[Point localization data]
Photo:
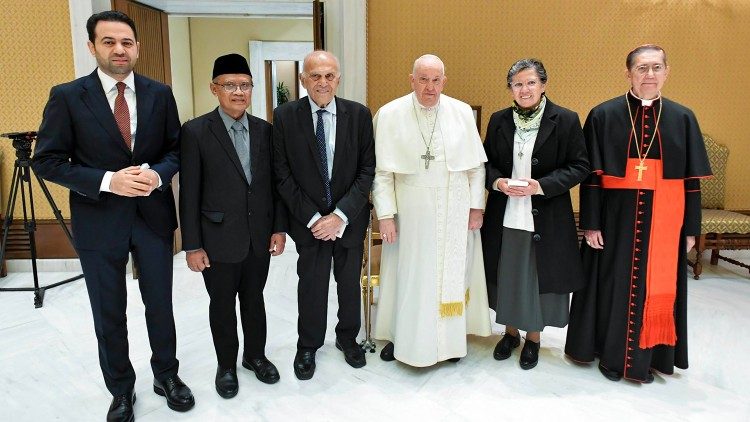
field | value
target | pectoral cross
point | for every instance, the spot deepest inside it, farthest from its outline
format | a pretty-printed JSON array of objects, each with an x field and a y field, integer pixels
[
  {"x": 641, "y": 168},
  {"x": 427, "y": 157}
]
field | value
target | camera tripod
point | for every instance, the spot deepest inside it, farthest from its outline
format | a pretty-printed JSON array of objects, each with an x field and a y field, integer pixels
[{"x": 22, "y": 179}]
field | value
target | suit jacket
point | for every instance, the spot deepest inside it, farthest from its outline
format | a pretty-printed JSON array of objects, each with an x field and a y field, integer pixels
[
  {"x": 299, "y": 172},
  {"x": 219, "y": 211},
  {"x": 559, "y": 162},
  {"x": 79, "y": 141}
]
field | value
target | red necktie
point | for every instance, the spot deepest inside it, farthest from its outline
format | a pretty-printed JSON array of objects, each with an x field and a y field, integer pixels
[{"x": 122, "y": 114}]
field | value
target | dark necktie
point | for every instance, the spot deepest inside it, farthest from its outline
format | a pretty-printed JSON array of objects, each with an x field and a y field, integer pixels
[
  {"x": 320, "y": 134},
  {"x": 122, "y": 114},
  {"x": 242, "y": 148}
]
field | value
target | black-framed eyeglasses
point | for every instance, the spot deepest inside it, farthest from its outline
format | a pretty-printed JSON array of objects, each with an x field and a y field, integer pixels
[
  {"x": 230, "y": 87},
  {"x": 656, "y": 68},
  {"x": 329, "y": 76}
]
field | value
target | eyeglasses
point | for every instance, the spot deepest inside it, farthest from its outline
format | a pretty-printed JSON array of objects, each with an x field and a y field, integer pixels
[
  {"x": 424, "y": 81},
  {"x": 644, "y": 68},
  {"x": 315, "y": 77},
  {"x": 230, "y": 87},
  {"x": 516, "y": 86}
]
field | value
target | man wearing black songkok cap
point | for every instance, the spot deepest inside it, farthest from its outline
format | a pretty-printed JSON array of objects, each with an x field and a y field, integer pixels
[{"x": 232, "y": 222}]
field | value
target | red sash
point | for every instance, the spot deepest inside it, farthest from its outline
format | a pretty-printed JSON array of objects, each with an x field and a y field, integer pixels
[{"x": 664, "y": 240}]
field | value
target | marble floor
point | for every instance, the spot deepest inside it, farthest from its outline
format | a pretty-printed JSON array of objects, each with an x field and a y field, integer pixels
[{"x": 49, "y": 368}]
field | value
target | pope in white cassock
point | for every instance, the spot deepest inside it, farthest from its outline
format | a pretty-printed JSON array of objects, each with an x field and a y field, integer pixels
[{"x": 429, "y": 198}]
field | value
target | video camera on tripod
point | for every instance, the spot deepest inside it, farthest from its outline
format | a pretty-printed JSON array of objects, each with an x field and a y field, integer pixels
[{"x": 21, "y": 180}]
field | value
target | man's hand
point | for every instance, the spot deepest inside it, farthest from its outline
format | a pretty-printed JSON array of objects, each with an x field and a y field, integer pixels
[
  {"x": 327, "y": 226},
  {"x": 388, "y": 231},
  {"x": 690, "y": 242},
  {"x": 523, "y": 190},
  {"x": 197, "y": 260},
  {"x": 476, "y": 217},
  {"x": 278, "y": 241},
  {"x": 594, "y": 239},
  {"x": 131, "y": 181}
]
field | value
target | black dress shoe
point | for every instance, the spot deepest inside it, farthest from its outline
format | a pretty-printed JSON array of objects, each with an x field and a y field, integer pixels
[
  {"x": 179, "y": 397},
  {"x": 226, "y": 382},
  {"x": 610, "y": 374},
  {"x": 387, "y": 353},
  {"x": 304, "y": 364},
  {"x": 505, "y": 346},
  {"x": 353, "y": 354},
  {"x": 529, "y": 355},
  {"x": 121, "y": 409},
  {"x": 264, "y": 370}
]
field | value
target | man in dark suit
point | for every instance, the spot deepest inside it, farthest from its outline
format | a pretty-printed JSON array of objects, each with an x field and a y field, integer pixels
[
  {"x": 228, "y": 213},
  {"x": 324, "y": 160},
  {"x": 118, "y": 158}
]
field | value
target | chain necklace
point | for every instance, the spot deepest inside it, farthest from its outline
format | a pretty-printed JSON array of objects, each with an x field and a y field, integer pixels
[
  {"x": 428, "y": 145},
  {"x": 642, "y": 157},
  {"x": 522, "y": 145}
]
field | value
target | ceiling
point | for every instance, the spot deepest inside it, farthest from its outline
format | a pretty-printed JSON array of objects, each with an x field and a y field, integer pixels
[{"x": 256, "y": 8}]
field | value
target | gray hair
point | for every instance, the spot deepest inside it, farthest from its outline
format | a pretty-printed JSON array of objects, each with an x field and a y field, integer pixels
[
  {"x": 427, "y": 58},
  {"x": 529, "y": 63}
]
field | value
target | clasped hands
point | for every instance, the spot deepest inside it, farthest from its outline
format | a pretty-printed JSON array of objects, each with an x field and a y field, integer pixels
[
  {"x": 531, "y": 189},
  {"x": 198, "y": 261},
  {"x": 134, "y": 181},
  {"x": 327, "y": 227}
]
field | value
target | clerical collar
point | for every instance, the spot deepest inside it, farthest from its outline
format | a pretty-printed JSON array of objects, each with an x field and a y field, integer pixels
[
  {"x": 645, "y": 103},
  {"x": 425, "y": 108}
]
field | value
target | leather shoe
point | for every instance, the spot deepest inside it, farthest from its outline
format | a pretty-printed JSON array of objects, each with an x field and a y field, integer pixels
[
  {"x": 226, "y": 382},
  {"x": 179, "y": 397},
  {"x": 610, "y": 374},
  {"x": 353, "y": 354},
  {"x": 264, "y": 370},
  {"x": 529, "y": 355},
  {"x": 387, "y": 353},
  {"x": 121, "y": 409},
  {"x": 304, "y": 364},
  {"x": 505, "y": 346}
]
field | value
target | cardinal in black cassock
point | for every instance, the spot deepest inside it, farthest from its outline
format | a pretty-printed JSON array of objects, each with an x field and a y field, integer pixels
[{"x": 640, "y": 211}]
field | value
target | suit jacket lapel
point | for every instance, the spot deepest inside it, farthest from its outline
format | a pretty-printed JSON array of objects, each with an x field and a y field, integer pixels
[
  {"x": 508, "y": 130},
  {"x": 254, "y": 131},
  {"x": 342, "y": 135},
  {"x": 549, "y": 121},
  {"x": 93, "y": 97},
  {"x": 144, "y": 106},
  {"x": 222, "y": 137},
  {"x": 304, "y": 114}
]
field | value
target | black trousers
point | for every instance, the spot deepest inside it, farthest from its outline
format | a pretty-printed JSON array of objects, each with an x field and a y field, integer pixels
[
  {"x": 104, "y": 271},
  {"x": 314, "y": 270},
  {"x": 225, "y": 282}
]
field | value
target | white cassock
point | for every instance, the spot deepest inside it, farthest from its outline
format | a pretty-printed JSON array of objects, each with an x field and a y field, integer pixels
[{"x": 432, "y": 285}]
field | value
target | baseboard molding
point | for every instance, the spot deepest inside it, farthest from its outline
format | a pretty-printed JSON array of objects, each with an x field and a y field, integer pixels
[{"x": 49, "y": 265}]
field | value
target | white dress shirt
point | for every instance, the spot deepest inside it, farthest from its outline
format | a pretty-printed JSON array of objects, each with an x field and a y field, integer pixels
[
  {"x": 329, "y": 128},
  {"x": 109, "y": 84}
]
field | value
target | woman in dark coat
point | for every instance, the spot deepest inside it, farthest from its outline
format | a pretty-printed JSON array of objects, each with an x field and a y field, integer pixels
[{"x": 536, "y": 154}]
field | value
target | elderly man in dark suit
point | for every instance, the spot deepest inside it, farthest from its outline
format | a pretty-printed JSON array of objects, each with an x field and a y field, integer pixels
[
  {"x": 117, "y": 156},
  {"x": 231, "y": 223},
  {"x": 324, "y": 160}
]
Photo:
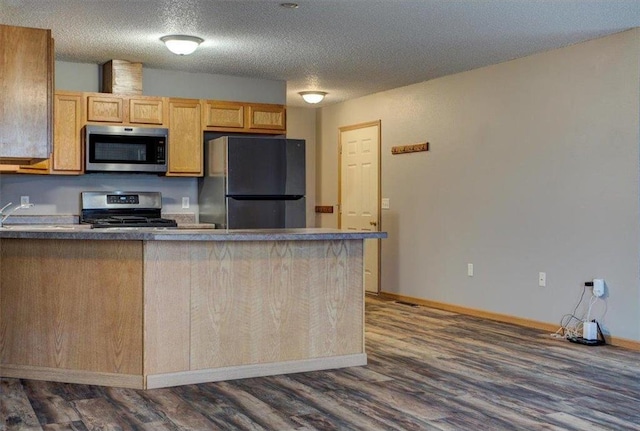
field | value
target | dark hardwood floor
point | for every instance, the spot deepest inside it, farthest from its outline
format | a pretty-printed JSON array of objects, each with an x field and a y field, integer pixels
[{"x": 428, "y": 370}]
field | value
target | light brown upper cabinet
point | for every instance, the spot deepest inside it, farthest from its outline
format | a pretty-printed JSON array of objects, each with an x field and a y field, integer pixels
[
  {"x": 122, "y": 109},
  {"x": 219, "y": 114},
  {"x": 185, "y": 138},
  {"x": 147, "y": 110},
  {"x": 26, "y": 94},
  {"x": 264, "y": 117},
  {"x": 239, "y": 117},
  {"x": 67, "y": 134},
  {"x": 66, "y": 158}
]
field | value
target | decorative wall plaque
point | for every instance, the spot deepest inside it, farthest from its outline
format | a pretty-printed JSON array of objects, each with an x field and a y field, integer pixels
[
  {"x": 327, "y": 209},
  {"x": 413, "y": 148}
]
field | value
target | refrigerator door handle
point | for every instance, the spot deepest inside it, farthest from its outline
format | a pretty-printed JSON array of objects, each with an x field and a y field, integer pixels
[{"x": 265, "y": 197}]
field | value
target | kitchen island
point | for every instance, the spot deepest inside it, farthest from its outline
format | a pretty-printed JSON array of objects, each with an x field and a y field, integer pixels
[{"x": 149, "y": 308}]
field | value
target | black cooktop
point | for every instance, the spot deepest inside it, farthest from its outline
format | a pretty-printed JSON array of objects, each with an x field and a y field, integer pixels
[
  {"x": 123, "y": 209},
  {"x": 130, "y": 221}
]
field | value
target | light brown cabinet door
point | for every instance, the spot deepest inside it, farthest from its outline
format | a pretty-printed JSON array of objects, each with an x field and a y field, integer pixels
[
  {"x": 146, "y": 111},
  {"x": 223, "y": 114},
  {"x": 26, "y": 93},
  {"x": 105, "y": 109},
  {"x": 239, "y": 117},
  {"x": 67, "y": 129},
  {"x": 270, "y": 117},
  {"x": 185, "y": 138}
]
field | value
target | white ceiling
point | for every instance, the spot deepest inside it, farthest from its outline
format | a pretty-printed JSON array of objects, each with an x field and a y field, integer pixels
[{"x": 348, "y": 48}]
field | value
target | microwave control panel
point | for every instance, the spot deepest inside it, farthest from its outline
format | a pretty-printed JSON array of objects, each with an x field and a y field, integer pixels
[{"x": 123, "y": 199}]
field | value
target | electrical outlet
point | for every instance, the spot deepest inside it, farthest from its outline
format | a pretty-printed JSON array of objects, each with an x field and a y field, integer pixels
[
  {"x": 598, "y": 287},
  {"x": 542, "y": 279}
]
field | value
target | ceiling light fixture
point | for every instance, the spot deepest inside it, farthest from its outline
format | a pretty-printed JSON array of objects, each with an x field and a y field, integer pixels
[
  {"x": 181, "y": 44},
  {"x": 313, "y": 96}
]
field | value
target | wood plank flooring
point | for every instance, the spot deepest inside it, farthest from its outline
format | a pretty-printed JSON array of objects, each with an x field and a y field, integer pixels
[{"x": 428, "y": 370}]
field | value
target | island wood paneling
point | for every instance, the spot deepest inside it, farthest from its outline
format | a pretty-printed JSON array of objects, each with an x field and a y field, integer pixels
[
  {"x": 74, "y": 305},
  {"x": 166, "y": 306},
  {"x": 254, "y": 302}
]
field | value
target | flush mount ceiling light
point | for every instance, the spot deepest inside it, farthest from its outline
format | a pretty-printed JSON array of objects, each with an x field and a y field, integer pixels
[
  {"x": 313, "y": 96},
  {"x": 181, "y": 44}
]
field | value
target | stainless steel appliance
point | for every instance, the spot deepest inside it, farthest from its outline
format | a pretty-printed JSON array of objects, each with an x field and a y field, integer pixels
[
  {"x": 126, "y": 149},
  {"x": 253, "y": 183},
  {"x": 123, "y": 209}
]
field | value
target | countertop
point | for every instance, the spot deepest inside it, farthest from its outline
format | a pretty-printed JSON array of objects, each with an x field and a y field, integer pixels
[{"x": 84, "y": 232}]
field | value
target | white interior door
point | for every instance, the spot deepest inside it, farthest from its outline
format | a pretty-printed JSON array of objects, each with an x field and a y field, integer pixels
[{"x": 360, "y": 191}]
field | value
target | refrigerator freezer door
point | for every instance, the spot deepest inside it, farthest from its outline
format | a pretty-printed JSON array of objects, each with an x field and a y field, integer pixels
[
  {"x": 265, "y": 213},
  {"x": 265, "y": 167}
]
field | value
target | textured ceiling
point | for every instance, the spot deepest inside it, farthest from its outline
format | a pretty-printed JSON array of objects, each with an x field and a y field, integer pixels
[{"x": 348, "y": 48}]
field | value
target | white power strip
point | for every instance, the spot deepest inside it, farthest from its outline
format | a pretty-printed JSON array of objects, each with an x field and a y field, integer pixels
[{"x": 590, "y": 330}]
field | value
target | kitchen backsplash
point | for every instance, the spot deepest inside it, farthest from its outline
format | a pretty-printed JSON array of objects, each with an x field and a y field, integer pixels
[{"x": 60, "y": 195}]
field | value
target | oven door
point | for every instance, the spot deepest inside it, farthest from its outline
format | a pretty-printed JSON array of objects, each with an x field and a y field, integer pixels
[{"x": 125, "y": 149}]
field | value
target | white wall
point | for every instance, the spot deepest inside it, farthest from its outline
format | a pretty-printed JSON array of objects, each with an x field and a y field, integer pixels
[
  {"x": 171, "y": 83},
  {"x": 301, "y": 124},
  {"x": 533, "y": 167}
]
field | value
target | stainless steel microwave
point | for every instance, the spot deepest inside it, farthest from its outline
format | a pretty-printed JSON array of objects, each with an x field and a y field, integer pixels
[{"x": 126, "y": 149}]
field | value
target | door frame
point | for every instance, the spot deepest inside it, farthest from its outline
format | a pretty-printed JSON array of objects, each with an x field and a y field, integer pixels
[{"x": 378, "y": 124}]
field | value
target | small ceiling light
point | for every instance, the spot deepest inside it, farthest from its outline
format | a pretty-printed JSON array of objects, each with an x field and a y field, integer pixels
[
  {"x": 180, "y": 44},
  {"x": 313, "y": 96}
]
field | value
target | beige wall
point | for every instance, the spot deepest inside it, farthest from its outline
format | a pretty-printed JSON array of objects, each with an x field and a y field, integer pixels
[
  {"x": 301, "y": 124},
  {"x": 533, "y": 167}
]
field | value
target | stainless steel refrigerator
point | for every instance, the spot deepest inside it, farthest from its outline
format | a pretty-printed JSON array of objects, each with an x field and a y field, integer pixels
[{"x": 253, "y": 183}]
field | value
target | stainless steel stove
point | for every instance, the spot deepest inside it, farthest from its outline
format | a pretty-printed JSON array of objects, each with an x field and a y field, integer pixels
[{"x": 123, "y": 209}]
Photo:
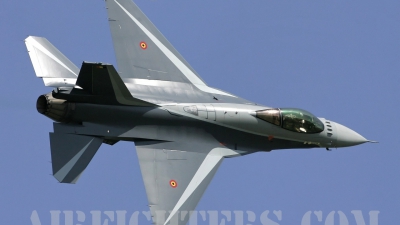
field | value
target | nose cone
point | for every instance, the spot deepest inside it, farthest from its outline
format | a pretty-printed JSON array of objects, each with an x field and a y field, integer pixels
[{"x": 347, "y": 137}]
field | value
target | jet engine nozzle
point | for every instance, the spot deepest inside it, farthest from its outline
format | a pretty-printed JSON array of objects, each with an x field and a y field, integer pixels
[{"x": 58, "y": 110}]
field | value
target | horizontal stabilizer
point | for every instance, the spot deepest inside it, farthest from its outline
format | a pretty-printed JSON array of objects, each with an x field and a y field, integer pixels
[
  {"x": 50, "y": 64},
  {"x": 71, "y": 154}
]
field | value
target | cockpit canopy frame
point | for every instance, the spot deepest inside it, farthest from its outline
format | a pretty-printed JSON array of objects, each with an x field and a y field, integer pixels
[{"x": 292, "y": 119}]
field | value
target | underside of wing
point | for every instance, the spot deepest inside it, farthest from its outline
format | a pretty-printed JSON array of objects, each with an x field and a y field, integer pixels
[
  {"x": 175, "y": 180},
  {"x": 147, "y": 62}
]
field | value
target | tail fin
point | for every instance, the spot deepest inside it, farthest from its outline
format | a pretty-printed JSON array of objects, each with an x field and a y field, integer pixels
[
  {"x": 99, "y": 84},
  {"x": 50, "y": 64},
  {"x": 71, "y": 154}
]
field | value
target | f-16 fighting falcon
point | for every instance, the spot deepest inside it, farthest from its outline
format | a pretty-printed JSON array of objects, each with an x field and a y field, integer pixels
[{"x": 182, "y": 128}]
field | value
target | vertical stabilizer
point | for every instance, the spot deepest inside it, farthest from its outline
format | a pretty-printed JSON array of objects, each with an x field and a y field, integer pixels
[{"x": 50, "y": 64}]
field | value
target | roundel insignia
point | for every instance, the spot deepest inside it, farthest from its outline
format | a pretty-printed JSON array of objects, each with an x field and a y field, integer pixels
[
  {"x": 173, "y": 183},
  {"x": 143, "y": 45}
]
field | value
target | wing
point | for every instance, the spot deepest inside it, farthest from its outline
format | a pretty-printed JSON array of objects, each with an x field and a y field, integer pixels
[
  {"x": 175, "y": 180},
  {"x": 144, "y": 55}
]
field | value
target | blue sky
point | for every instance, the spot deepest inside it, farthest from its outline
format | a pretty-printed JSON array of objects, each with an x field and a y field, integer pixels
[{"x": 337, "y": 59}]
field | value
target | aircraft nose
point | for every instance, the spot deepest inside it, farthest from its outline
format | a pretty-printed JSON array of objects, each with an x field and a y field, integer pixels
[{"x": 347, "y": 137}]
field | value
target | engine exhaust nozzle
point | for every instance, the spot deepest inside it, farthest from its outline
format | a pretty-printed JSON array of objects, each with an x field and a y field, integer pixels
[{"x": 58, "y": 110}]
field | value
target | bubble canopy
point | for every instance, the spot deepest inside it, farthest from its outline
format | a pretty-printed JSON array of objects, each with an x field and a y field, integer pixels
[{"x": 292, "y": 119}]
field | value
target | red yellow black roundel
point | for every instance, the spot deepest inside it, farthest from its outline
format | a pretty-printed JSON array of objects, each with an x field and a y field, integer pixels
[
  {"x": 173, "y": 183},
  {"x": 143, "y": 45}
]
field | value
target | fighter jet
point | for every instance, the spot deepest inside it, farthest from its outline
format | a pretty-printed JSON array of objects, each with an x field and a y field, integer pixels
[{"x": 182, "y": 128}]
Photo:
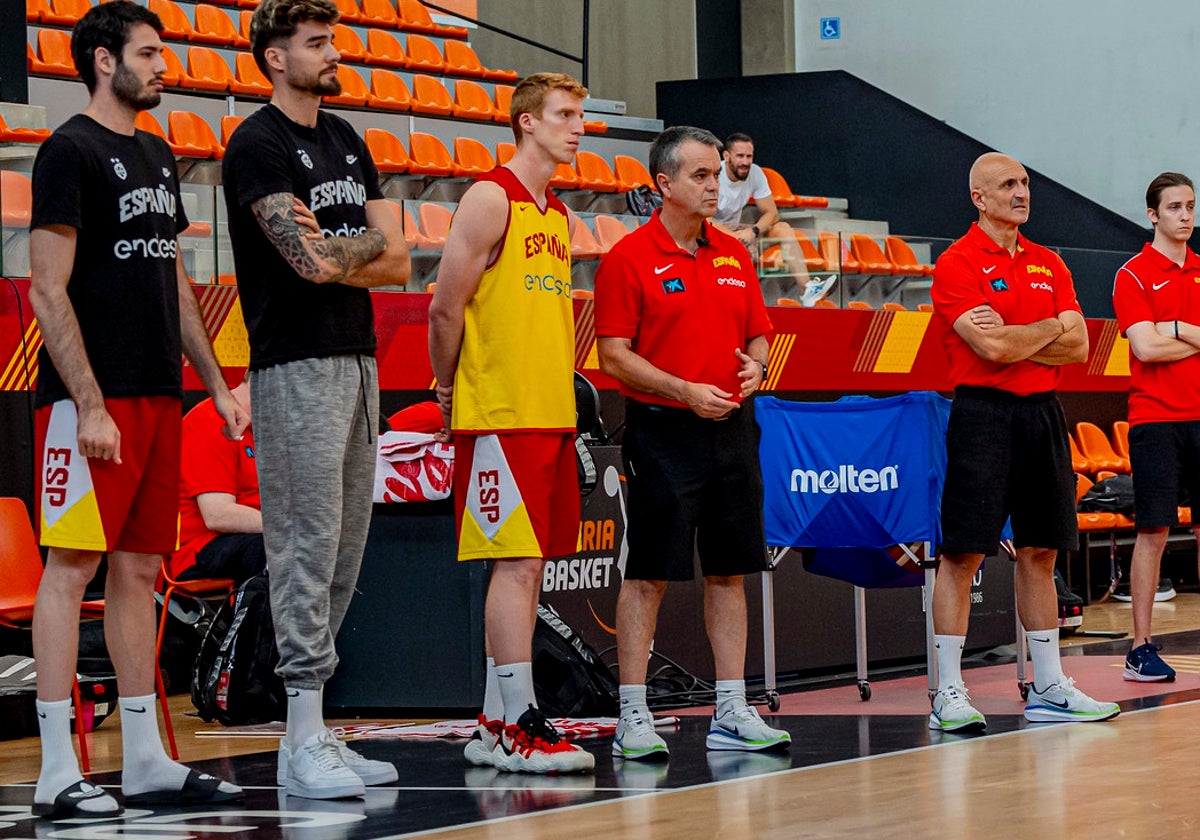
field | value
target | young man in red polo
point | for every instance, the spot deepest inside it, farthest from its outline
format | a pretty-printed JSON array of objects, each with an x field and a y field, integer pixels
[
  {"x": 1157, "y": 301},
  {"x": 682, "y": 325},
  {"x": 1011, "y": 321}
]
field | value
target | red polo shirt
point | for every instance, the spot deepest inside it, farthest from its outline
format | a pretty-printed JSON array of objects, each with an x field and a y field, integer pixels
[
  {"x": 685, "y": 313},
  {"x": 210, "y": 463},
  {"x": 1023, "y": 288},
  {"x": 1151, "y": 287}
]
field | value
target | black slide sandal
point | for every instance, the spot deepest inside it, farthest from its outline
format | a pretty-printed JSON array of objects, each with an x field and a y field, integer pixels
[
  {"x": 66, "y": 804},
  {"x": 198, "y": 787}
]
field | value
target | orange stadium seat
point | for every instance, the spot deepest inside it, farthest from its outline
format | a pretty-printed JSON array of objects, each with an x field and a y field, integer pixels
[
  {"x": 595, "y": 173},
  {"x": 430, "y": 96},
  {"x": 904, "y": 259},
  {"x": 388, "y": 90},
  {"x": 354, "y": 89},
  {"x": 1096, "y": 448},
  {"x": 424, "y": 54},
  {"x": 250, "y": 79},
  {"x": 348, "y": 11},
  {"x": 631, "y": 173},
  {"x": 53, "y": 54},
  {"x": 387, "y": 151},
  {"x": 207, "y": 70},
  {"x": 16, "y": 199},
  {"x": 869, "y": 255},
  {"x": 228, "y": 125},
  {"x": 472, "y": 101},
  {"x": 504, "y": 102},
  {"x": 583, "y": 244},
  {"x": 384, "y": 49},
  {"x": 149, "y": 123},
  {"x": 189, "y": 131},
  {"x": 213, "y": 25},
  {"x": 429, "y": 156},
  {"x": 175, "y": 24},
  {"x": 64, "y": 12},
  {"x": 348, "y": 43},
  {"x": 813, "y": 258},
  {"x": 378, "y": 13},
  {"x": 435, "y": 223},
  {"x": 21, "y": 133},
  {"x": 472, "y": 156},
  {"x": 414, "y": 16},
  {"x": 564, "y": 178},
  {"x": 610, "y": 231}
]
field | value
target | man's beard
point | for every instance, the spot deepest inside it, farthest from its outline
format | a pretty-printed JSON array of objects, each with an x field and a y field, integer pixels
[{"x": 129, "y": 89}]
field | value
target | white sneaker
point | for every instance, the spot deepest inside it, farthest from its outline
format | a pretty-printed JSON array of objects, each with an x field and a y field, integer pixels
[
  {"x": 636, "y": 738},
  {"x": 483, "y": 742},
  {"x": 953, "y": 711},
  {"x": 1063, "y": 701},
  {"x": 317, "y": 769},
  {"x": 369, "y": 771},
  {"x": 816, "y": 289},
  {"x": 742, "y": 729}
]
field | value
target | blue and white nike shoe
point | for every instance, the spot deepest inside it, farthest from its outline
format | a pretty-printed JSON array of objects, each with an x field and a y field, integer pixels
[{"x": 1063, "y": 701}]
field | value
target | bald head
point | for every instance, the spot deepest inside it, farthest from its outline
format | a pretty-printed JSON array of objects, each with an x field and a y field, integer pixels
[{"x": 1000, "y": 190}]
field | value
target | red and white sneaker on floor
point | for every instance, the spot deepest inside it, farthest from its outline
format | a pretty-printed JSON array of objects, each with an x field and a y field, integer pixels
[
  {"x": 533, "y": 745},
  {"x": 483, "y": 742}
]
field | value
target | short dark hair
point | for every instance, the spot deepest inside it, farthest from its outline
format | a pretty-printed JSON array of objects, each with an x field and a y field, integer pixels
[
  {"x": 738, "y": 137},
  {"x": 107, "y": 25},
  {"x": 665, "y": 149},
  {"x": 279, "y": 19},
  {"x": 1168, "y": 179}
]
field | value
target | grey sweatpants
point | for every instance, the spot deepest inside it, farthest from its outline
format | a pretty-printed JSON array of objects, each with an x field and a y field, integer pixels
[{"x": 316, "y": 425}]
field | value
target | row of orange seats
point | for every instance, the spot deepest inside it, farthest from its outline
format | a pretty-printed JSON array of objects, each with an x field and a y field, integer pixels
[
  {"x": 856, "y": 253},
  {"x": 406, "y": 15}
]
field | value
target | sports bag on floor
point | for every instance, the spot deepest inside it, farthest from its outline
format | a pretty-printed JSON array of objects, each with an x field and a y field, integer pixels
[{"x": 234, "y": 679}]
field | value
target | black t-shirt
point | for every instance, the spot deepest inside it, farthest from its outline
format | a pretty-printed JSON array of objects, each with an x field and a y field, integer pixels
[
  {"x": 121, "y": 196},
  {"x": 330, "y": 169}
]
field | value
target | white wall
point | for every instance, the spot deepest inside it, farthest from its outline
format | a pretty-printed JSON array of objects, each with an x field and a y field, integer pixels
[{"x": 1099, "y": 95}]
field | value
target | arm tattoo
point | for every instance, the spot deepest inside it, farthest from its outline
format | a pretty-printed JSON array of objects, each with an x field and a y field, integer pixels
[{"x": 312, "y": 261}]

What you are asked to do:
If a line of the records holds the word "necktie", count it; report only the total.

Solved exercise:
2